- Prompt:
Reproduce all of the material word for word.

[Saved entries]
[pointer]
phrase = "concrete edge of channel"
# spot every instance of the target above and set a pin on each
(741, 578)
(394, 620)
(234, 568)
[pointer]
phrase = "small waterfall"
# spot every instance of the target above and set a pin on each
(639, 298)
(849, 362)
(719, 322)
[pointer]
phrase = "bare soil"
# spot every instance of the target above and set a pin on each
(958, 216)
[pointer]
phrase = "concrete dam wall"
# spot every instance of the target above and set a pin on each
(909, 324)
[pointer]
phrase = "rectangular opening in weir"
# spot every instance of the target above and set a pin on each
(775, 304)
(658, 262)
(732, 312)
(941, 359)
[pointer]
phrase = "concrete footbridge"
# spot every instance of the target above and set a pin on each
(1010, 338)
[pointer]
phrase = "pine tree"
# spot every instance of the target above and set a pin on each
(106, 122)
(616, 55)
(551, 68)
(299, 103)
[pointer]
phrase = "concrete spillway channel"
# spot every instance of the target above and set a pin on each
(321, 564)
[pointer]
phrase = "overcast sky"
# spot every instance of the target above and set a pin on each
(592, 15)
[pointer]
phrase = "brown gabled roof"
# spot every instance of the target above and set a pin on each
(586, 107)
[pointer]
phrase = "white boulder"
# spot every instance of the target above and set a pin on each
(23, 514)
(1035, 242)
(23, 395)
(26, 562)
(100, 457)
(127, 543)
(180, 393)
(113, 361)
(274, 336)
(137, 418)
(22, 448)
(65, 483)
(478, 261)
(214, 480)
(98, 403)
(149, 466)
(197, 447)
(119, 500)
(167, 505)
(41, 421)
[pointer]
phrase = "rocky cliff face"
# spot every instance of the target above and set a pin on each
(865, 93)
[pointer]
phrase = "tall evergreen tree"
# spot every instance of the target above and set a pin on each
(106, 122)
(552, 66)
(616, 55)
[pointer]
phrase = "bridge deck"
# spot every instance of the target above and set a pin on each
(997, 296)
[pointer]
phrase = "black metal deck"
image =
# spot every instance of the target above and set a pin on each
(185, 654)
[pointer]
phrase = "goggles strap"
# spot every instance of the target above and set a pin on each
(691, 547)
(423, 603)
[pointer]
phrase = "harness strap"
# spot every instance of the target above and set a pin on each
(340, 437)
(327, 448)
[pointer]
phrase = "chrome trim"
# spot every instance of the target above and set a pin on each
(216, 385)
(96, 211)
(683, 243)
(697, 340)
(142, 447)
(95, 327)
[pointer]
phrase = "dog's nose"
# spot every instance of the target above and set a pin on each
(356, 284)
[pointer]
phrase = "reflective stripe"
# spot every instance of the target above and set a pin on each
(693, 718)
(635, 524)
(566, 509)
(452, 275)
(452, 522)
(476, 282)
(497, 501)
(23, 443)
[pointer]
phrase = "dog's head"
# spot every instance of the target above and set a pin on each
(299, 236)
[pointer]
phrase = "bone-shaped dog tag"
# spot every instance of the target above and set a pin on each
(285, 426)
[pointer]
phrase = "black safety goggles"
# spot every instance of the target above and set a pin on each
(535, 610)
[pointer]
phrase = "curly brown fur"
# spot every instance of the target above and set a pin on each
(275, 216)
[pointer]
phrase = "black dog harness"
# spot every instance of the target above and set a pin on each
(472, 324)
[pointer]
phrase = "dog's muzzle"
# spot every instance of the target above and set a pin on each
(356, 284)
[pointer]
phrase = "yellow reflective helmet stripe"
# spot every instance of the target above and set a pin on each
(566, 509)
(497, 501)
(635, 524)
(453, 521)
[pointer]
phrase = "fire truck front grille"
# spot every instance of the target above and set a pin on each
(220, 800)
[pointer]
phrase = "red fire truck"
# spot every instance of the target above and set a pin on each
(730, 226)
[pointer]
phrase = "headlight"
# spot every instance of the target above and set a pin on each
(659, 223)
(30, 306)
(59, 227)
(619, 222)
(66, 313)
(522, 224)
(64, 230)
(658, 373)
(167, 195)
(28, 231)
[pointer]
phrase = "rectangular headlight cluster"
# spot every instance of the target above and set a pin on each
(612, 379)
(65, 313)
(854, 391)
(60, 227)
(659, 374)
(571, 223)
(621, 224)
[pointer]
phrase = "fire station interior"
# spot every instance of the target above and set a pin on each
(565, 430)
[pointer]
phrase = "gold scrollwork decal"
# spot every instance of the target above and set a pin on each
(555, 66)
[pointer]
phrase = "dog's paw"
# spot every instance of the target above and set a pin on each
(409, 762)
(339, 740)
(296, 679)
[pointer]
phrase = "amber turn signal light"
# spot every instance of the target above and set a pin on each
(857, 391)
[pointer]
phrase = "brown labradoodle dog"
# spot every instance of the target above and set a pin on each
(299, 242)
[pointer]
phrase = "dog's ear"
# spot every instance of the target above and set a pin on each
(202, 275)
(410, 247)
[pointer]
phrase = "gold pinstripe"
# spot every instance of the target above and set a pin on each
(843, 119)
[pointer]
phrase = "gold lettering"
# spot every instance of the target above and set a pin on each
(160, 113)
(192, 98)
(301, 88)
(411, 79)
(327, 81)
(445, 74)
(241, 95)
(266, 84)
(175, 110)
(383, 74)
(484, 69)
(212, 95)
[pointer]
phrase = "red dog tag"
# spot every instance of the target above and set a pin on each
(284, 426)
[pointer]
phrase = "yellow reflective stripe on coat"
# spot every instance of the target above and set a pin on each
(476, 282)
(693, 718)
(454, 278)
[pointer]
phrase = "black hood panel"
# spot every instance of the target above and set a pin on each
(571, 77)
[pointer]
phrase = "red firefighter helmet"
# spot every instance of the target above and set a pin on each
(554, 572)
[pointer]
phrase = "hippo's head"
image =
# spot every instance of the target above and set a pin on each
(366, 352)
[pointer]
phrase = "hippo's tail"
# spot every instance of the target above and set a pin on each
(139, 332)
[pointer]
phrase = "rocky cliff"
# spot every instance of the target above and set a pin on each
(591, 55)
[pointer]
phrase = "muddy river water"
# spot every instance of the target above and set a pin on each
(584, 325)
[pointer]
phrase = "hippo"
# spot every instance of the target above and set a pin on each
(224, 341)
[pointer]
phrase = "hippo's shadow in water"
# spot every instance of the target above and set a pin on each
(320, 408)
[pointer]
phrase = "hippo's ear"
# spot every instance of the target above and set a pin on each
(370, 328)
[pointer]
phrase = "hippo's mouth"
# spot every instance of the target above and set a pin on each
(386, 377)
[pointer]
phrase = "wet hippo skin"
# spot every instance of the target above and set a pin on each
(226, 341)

- Output for this task:
[pointer]
phrase = "concrete edge of channel"
# spot every instance of the target above and set a pin on each
(741, 578)
(394, 620)
(234, 568)
[pointer]
phrase = "small waterfall"
# spot every instance of the target above and set a pin on each
(639, 298)
(849, 362)
(719, 322)
[pointer]
phrase = "bare soil"
# spot every instance of the target above and set a pin on each
(958, 216)
[pointer]
phrase = "concrete dam wall"
# spot every instance of the target above and set a pin on each
(909, 324)
[pointer]
phrase = "rectangular opening in weir"
# spot every instance of the target above and set a pin on each
(775, 304)
(658, 262)
(732, 312)
(941, 359)
[pointer]
phrase = "concrete footbridge"
# spot every instance of the target above and set a pin on each
(1010, 338)
[pointer]
phrase = "pine tree"
# spot every instance of the target above and set a pin on each
(106, 122)
(616, 55)
(551, 68)
(299, 103)
[pointer]
phrase = "concrete spillway channel"
# spot every instance of the target above and set a pin on each
(321, 564)
[pointer]
phrase = "overcast sky"
# spot every instance of the target above and set a pin on each
(592, 15)
[pointer]
phrase = "brown gabled roof"
# spot every instance of the target above and set a pin on each
(586, 107)
[pointer]
phrase = "white boulder"
# spot every instance of the target above and set a pin on each
(23, 514)
(1035, 242)
(23, 395)
(26, 562)
(100, 457)
(127, 543)
(180, 393)
(113, 361)
(274, 336)
(137, 418)
(22, 448)
(65, 483)
(478, 261)
(214, 480)
(98, 403)
(149, 466)
(197, 447)
(119, 500)
(167, 505)
(41, 421)
[pointer]
phrase = "rocky cliff face"
# spot every instance of the target above and set a pin on each
(865, 93)
[pointer]
phrase = "tall evergreen tree"
# spot every instance of the target above and set a pin on each
(106, 122)
(552, 66)
(616, 55)
[pointer]
phrase = "bridge deck"
# spot every instance of the target above and set a pin on each
(997, 296)
[pointer]
phrase = "black metal deck"
image =
# spot every instance of the target above and set a pin on each
(185, 654)
[pointer]
phrase = "goggles strap"
# spot every instance of the target above and set a pin on each
(691, 547)
(423, 603)
[pointer]
phrase = "harness strap"
# spot every instance of the target above and set a pin on each
(340, 437)
(327, 448)
[pointer]
phrase = "chrome trim"
# spot every instance of the target above and set a pin on each
(216, 385)
(96, 211)
(683, 243)
(697, 340)
(142, 447)
(95, 327)
[pointer]
phrase = "dog's nose"
# spot every instance of the target above and set a pin on each
(356, 284)
[pointer]
phrase = "reflective stripe"
# spot every instance of the target above and set a pin on each
(693, 718)
(635, 524)
(566, 509)
(452, 275)
(452, 522)
(476, 282)
(497, 501)
(23, 443)
[pointer]
phrase = "dog's head"
# spot every instance of the target above and set a pin on each
(299, 236)
[pointer]
phrase = "bone-shaped dog tag"
# spot every instance of the target above and set a pin on each
(285, 426)
[pointer]
phrase = "black safety goggles"
# spot every instance of the target above and set a pin on each
(535, 610)
[pointer]
phrase = "curly brown fur"
# spot every instance of the target above and set a pin on each
(275, 216)
[pointer]
phrase = "black dog harness"
# spot every instance of the target above and set a pin on each
(472, 324)
[pointer]
phrase = "dog's muzzle"
# spot every instance of the target above and set a pin on each
(356, 284)
[pointer]
phrase = "yellow reflective helmet stripe"
# spot every instance of the target above and set a pin on each
(566, 509)
(497, 501)
(635, 524)
(453, 521)
[pointer]
phrase = "fire truck front grille"
# spot every instance of the target above and set a pin on each
(220, 800)
[pointer]
phrase = "red fire truck"
# spot every instance of the target above and set a pin on each
(730, 226)
[pointer]
phrase = "headlight"
# spot every instance of the target above and set a pin on each
(659, 223)
(30, 306)
(59, 227)
(619, 222)
(66, 313)
(522, 224)
(64, 230)
(658, 373)
(167, 195)
(28, 231)
[pointer]
phrase = "rectangular headlight cluster"
# spot every instance of the target above and set a pin on each
(612, 379)
(65, 313)
(854, 391)
(60, 227)
(659, 374)
(571, 223)
(621, 224)
[pointer]
phrase = "fire station interior"
# spot every instance of the target above and set a pin on each
(565, 430)
[pointer]
phrase = "gold scrollwork decal"
# spot every instance of the target above and set a pin on each
(555, 66)
[pointer]
phrase = "dog's paw"
# spot every instance of the target above and set a pin on each
(409, 762)
(339, 740)
(296, 679)
[pointer]
phrase = "amber turn signal light"
# spot every instance of the target above and set a pin on each
(857, 391)
[pointer]
phrase = "brown labradoodle dog"
# spot every instance of the target above and set a pin on each
(299, 242)
[pointer]
phrase = "dog's ear"
# spot every instance of the target above and set a pin on each
(202, 275)
(410, 247)
[pointer]
phrase = "gold pinstripe"
# spot every instance of the target above and set a pin on each
(843, 119)
[pointer]
phrase = "gold lettering"
# spot every instance of the target above and set a pin on each
(160, 113)
(192, 98)
(301, 88)
(411, 79)
(327, 81)
(445, 74)
(241, 95)
(266, 84)
(175, 110)
(383, 74)
(484, 69)
(212, 95)
[pointer]
phrase = "red dog tag"
# spot every instance of the target above and set a pin on each
(284, 426)
[pointer]
phrase = "yellow reflective stripe on coat"
# spot every instance of the target above and set a pin on each
(476, 282)
(693, 718)
(454, 278)
[pointer]
phrase = "black hood panel"
# spot every instance of the target above and set a pin on each
(571, 77)
[pointer]
phrase = "red firefighter helmet"
# spot every instance of the target above and set a pin on each
(554, 572)
[pointer]
phrase = "hippo's head"
image =
# spot every instance of the target above and set a pin on each
(366, 352)
[pointer]
phrase = "hippo's tail"
# spot every instance of the target above and set a pin on each
(139, 332)
[pointer]
phrase = "rocky cliff"
# spot every instance of the target above and set a pin on each
(591, 55)
[pointer]
phrase = "muddy river water"
# spot every instance of the target above and set a pin on each
(584, 325)
[pointer]
phrase = "hippo"
# spot every instance of the target above and set a pin on each
(224, 341)
[pointer]
phrase = "hippo's shadow in water"
# spot every instance of the target above and set a pin on each
(320, 408)
[pointer]
phrase = "hippo's ear"
# spot every instance of the target above and set a pin on each
(370, 328)
[pointer]
phrase = "hippo's mouth"
# spot every instance of the target above and set a pin on each
(386, 377)
[pointer]
phrase = "wet hippo skin"
# spot every instance of the target above and set a pin on each
(226, 341)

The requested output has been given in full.